Task goal |
Rewrite every line from the one containing "Expected: one pin per instance of the wall" through the end of the records, and shift each coordinate in the answers by adding 34 to it. Leave all other lines, including the points after each "Sample output:", unchanged.

Records shown |
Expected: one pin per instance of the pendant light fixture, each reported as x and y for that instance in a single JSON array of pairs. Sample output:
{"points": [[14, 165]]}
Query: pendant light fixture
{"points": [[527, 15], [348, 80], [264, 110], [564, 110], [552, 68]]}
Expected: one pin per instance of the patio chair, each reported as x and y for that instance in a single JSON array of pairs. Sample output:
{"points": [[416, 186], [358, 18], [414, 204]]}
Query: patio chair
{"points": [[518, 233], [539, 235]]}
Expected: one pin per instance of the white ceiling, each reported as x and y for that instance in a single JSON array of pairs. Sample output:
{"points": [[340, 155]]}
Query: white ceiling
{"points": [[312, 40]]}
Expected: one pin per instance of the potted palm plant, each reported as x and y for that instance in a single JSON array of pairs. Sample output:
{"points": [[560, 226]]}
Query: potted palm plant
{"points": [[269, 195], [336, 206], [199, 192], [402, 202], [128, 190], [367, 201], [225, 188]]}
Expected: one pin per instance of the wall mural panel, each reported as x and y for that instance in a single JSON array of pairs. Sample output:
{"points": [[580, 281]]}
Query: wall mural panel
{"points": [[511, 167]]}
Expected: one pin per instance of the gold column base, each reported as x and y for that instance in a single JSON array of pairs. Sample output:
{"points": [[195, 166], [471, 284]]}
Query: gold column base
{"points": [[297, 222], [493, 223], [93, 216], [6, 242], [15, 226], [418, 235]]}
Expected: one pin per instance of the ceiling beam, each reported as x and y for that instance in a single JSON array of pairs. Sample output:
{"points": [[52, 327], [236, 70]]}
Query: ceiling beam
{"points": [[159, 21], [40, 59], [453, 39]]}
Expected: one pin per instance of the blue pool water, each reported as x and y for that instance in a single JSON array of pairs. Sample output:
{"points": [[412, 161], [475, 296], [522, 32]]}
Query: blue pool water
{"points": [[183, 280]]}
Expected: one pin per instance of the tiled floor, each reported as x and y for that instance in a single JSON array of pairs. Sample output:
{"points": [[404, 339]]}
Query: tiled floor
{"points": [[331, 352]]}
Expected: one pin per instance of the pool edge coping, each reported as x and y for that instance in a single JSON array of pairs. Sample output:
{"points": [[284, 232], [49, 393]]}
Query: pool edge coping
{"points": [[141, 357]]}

Answer for this exercise |
Expected: one pin per instance of the wall mural panel, each reported as x and y for that instance in a single JSON array of pairs. Sample output:
{"points": [[580, 281]]}
Query: wall mural panel
{"points": [[545, 201]]}
Expected: one pin per instance of the gold column base, each reported as x and y for that instance in a single JSON array of pairs. Sample output:
{"points": [[195, 166], [471, 284]]}
Query: gold column base
{"points": [[331, 256], [527, 257], [127, 250], [40, 276], [49, 260], [452, 269]]}
Expected: one pin per instance of the ceiling beam, each reported as x and y for that instance in a single JSON array of pairs. Sample output:
{"points": [[52, 327], [236, 70]]}
Query: ceiling beam
{"points": [[193, 55], [74, 93], [487, 73]]}
Expected: one pin per instance of the blue pool water, each reported as x and y for that instance in a single JSON array of pairs. Sample output:
{"points": [[412, 161], [475, 296], [522, 32]]}
Query: blue pool water
{"points": [[217, 314]]}
Expected: one pin per instance of the tiled floor, each reported as x and y for that instance in a single JSON array of pairs. Sample output:
{"points": [[404, 339]]}
Query: tiled floor
{"points": [[365, 386]]}
Expected: one pin per instance of the pool edge coping, each reported as x and y for that instance in a single JSON array of pairs. Sample output:
{"points": [[284, 232], [49, 393]]}
Query: pool edge coping
{"points": [[175, 391]]}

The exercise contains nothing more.